Repeat the lines beginning at the one with "If you would be willing to mark the truck" and running to the end of the material, keeping the first and last of them, exactly as they appear.

_Extracted information_
┄┄┄┄┄┄
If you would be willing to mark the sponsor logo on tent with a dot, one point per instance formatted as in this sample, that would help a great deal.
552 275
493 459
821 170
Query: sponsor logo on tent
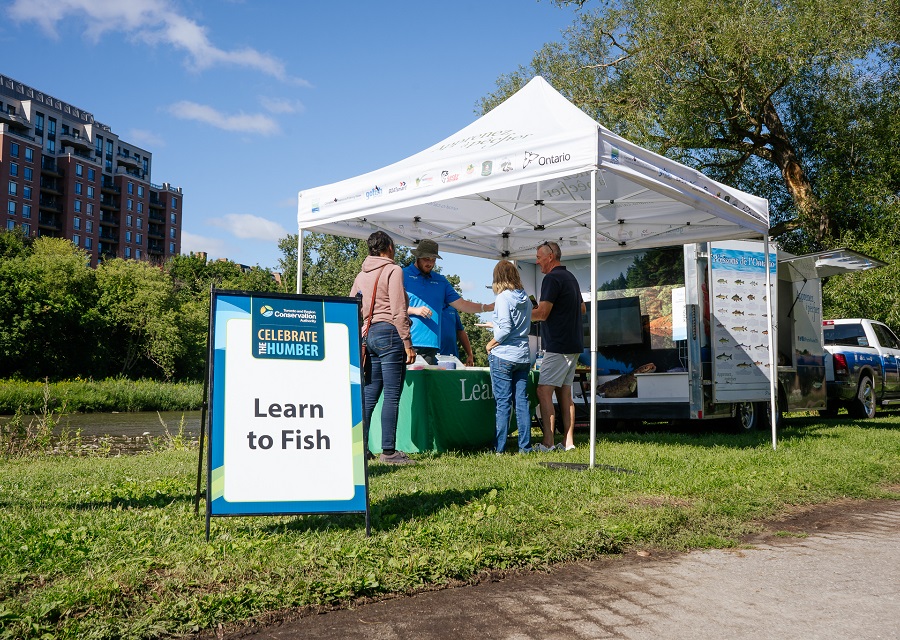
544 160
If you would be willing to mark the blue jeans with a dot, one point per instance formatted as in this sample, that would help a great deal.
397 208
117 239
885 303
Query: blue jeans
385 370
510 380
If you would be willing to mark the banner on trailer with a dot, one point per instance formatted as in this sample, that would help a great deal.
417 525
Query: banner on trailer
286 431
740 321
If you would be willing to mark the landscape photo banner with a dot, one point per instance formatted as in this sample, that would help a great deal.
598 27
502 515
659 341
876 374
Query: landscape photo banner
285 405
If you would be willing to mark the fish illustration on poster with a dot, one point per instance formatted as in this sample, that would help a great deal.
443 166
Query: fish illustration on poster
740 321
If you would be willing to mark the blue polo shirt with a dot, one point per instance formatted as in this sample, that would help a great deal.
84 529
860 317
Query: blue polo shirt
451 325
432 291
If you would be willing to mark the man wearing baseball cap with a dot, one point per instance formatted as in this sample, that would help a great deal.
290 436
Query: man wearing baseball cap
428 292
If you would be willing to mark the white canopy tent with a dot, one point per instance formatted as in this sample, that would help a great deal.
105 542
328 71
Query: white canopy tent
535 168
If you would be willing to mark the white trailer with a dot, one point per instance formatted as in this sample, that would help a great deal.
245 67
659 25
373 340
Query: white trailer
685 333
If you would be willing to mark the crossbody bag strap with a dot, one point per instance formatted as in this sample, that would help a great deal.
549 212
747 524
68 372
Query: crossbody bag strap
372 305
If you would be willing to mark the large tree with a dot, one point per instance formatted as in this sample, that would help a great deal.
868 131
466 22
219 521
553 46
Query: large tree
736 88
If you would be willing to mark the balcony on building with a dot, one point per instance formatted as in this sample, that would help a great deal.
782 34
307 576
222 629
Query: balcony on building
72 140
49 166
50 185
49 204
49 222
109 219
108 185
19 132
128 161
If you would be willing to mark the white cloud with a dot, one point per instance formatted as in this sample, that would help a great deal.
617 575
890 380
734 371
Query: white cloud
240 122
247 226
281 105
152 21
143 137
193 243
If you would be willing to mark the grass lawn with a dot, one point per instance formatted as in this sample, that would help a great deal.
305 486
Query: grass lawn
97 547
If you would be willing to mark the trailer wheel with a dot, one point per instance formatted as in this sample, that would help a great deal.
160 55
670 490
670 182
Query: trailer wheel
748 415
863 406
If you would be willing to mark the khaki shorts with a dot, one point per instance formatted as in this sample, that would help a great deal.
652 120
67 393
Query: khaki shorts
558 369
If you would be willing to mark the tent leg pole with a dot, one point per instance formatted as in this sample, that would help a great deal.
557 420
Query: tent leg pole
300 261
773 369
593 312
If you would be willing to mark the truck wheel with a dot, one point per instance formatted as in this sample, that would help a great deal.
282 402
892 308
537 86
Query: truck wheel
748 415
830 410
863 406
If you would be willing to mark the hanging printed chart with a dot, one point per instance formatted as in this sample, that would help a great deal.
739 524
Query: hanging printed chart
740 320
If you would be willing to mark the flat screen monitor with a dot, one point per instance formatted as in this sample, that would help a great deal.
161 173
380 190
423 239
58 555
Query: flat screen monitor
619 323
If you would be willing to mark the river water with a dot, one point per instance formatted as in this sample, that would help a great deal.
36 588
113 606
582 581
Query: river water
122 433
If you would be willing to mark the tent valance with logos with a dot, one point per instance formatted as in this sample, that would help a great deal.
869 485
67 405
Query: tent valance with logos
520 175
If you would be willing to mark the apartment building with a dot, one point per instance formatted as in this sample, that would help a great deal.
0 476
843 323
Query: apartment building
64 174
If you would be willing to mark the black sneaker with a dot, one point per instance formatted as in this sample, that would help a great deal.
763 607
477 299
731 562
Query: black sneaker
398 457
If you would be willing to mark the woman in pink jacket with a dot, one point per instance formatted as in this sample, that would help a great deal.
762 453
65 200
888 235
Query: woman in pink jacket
┄┄┄┄┄┄
_Result for this task_
If you would be willing to mark the truck wheel with a dot, one point per instance formatted as in this sample, that would help a great deal.
282 402
892 308
537 86
Query: truck wheel
748 415
830 410
863 406
If you would be willing to mark the hanging printed chart with a dot, one point per instance formatted as in this sample, that would help a great deal.
739 524
Query: hanging printed chart
740 320
If you would be willing to mark the flat screen monitor with a dot, one point per instance formatted as in this sample, that would help a great deal.
161 173
380 190
423 239
58 555
Query: flat screen monitor
619 323
If you would be willing to mark the river water with a dot, one point per instance formatted as in this sample, that would help a great deal.
36 588
113 606
582 581
Query: river water
122 433
If you would be willing to mark the tent valance with logos with a dot, one point per instance formatted as in this sample, that would help a great deal.
869 485
67 405
Query: tent valance with logos
520 175
If you would be willing to mark the apartment building with a dot, one point per instance formatted as in this sample, that would help a great deal.
0 476
843 323
Query: apartment building
64 174
If you would be willing to mark the black sneaker with a dot, one point per instance formatted as in this sample, that would help a great deal.
763 607
477 299
731 562
Query: black sneaker
398 457
If you would be willing to mark the woman in pink jacket with a dot, one point per instance formatted as in this sample, that would help a great deal.
762 453
65 200
888 235
Query: woman in pink jacket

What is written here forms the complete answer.